→ Selected text:
++++++

Three alternative scenarios of cross-species transmission from a reservoir host to humans. Each circle represents a jump to humans and lineages to the right of these represent human to human transmission up to the case where the virus was isolated. The first involves a single jump at least 2 years ago with sustained human to human transmission leading up to the cases occuring in the recent months. The second is a scenario where the Jordan cluster from 2012 and the patient from KSA (the first to be isolated) are the result of separate jumps but there has been sustained transmission since mid 2012 giving rise to all the recent cases. The third implies many independent jumps into humans with varying amount of human-to-human transmission. Some may represent direct exposure to a reservoir and a single human case, others a cluster of secondary cases (such as the Al-Hasa outbreak).
From the above tree it would seem that a lineage is developing of the more recently isolated viruses (consisting of Qatar/England1, Munich/AbuDhabi, England2 and the Al-Hasa sequences). It is more plausible that this represents an emerging cluster of human-circulating cases with a common ancestor in the second half of 2012 meaning the trees above might represent 3 independent jumps (KSA/EMC-2012, Jordan-N3-2012 and the new lineage - see the figure above). Without genetic data it is not clear how all the other cases fit into this picture.
A recent paper in the Lancet has suggested the virus has a incubation period of up to 12 days. In the time between 2012.6 (the TMRCA of the 'new' clade) and 2013.35 (the time of the most recent sample) there is time for a minimum of 22 incubations. At any significant growth rate (R0>>1) this would result in a large number of infections. In this scenario, the recorded cases represent a small fraction of the total number of cases with a bias towards severe cases and traced contacts. However, if this were the case then it would be likely to have spread more widely globally with occasional severe cases croping up to indicate this. With an R0 < 1 then it is possible to get chains of transmission without going to high total numbers of cases but these will generally die out. How long (in terms of the number of infections) these chains will be before they stochastically die out will depend on the value of R0. Thus if the recent clade does represent a single jump to human-to-human circulation then it is likely that this will most likely be compatible with an R0 that is not much greater than 1 and a relatively long incubation period.
See this article by the MRC Centre for Outbreak Analysis and Modelling at Imperial College for an excellent outline of these scenarios and the epidemiology behind it (Cauchemez et al, 2013, Eurosurveillance, Volume 18, Issue 24, 13 June 2013).
Once again, sequence data from more individual cases and potentially some consideration of the spatial pattern of these may be able to tell us more about the likely number of zoonotic events and degree of human circulation.
Deeper virus origins
Whilst the (relatively) close phylogenetic relationship of the human virus to bat coronavirus may indicate bats as an ultimate source of this virus, it seems unlikely that bats are the immediate contact for the human cases as human bat contacts are relatively low frequency. Speculatively, it would be plausible that the virus crossed from bats to a domesticated or agricultural animal which then spread widely within the last few years in the Arabian Peninsula. Further surveillance of both bats and other potential reservoirs will undoubtedly be ongoing and the epidemiology of this virus will become more clear.

++++++

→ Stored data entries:
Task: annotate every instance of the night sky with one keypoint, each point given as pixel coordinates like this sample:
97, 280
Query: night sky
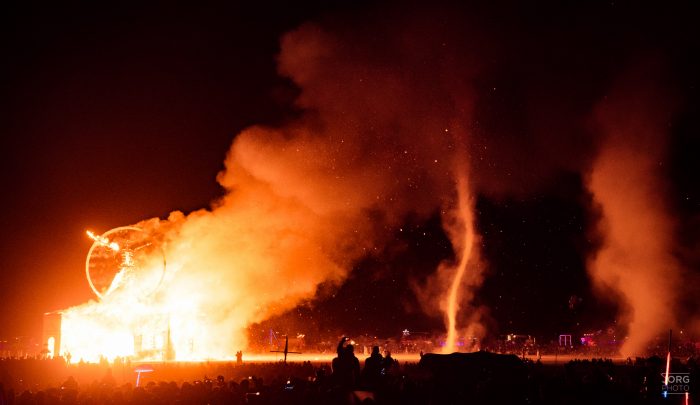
112, 115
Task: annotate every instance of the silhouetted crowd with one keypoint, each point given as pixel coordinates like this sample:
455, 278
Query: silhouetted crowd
474, 378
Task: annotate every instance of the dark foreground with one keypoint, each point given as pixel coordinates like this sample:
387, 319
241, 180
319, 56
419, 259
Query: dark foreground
475, 378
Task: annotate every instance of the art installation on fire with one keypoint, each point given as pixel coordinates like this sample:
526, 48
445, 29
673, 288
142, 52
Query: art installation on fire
386, 129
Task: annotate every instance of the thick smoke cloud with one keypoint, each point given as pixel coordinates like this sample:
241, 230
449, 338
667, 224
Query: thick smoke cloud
628, 180
423, 116
376, 141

++++++

→ Work instructions:
A – According to the text on coronavirus transmission scenarios, what incubation period did a recent paper in the Lancet suggest for the virus?
B – Repeat the coronavirus text from "Deeper virus origins" up to and including "become more clear.".

→ Task-by-task outputs:
A – Up to 12 days.

B –
Deeper virus origins
Whilst the (relatively) close phylogenetic relationship of the human virus to bat coronavirus may indicate bats as an ultimate source of this virus, it seems unlikely that bats are the immediate contact for the human cases as human bat contacts are relatively low frequency. Speculatively, it would be plausible that the virus crossed from bats to a domesticated or agricultural animal which then spread widely within the last few years in the Arabian Peninsula. Further surveillance of both bats and other potential reservoirs will undoubtedly be ongoing and the epidemiology of this virus will become more clear.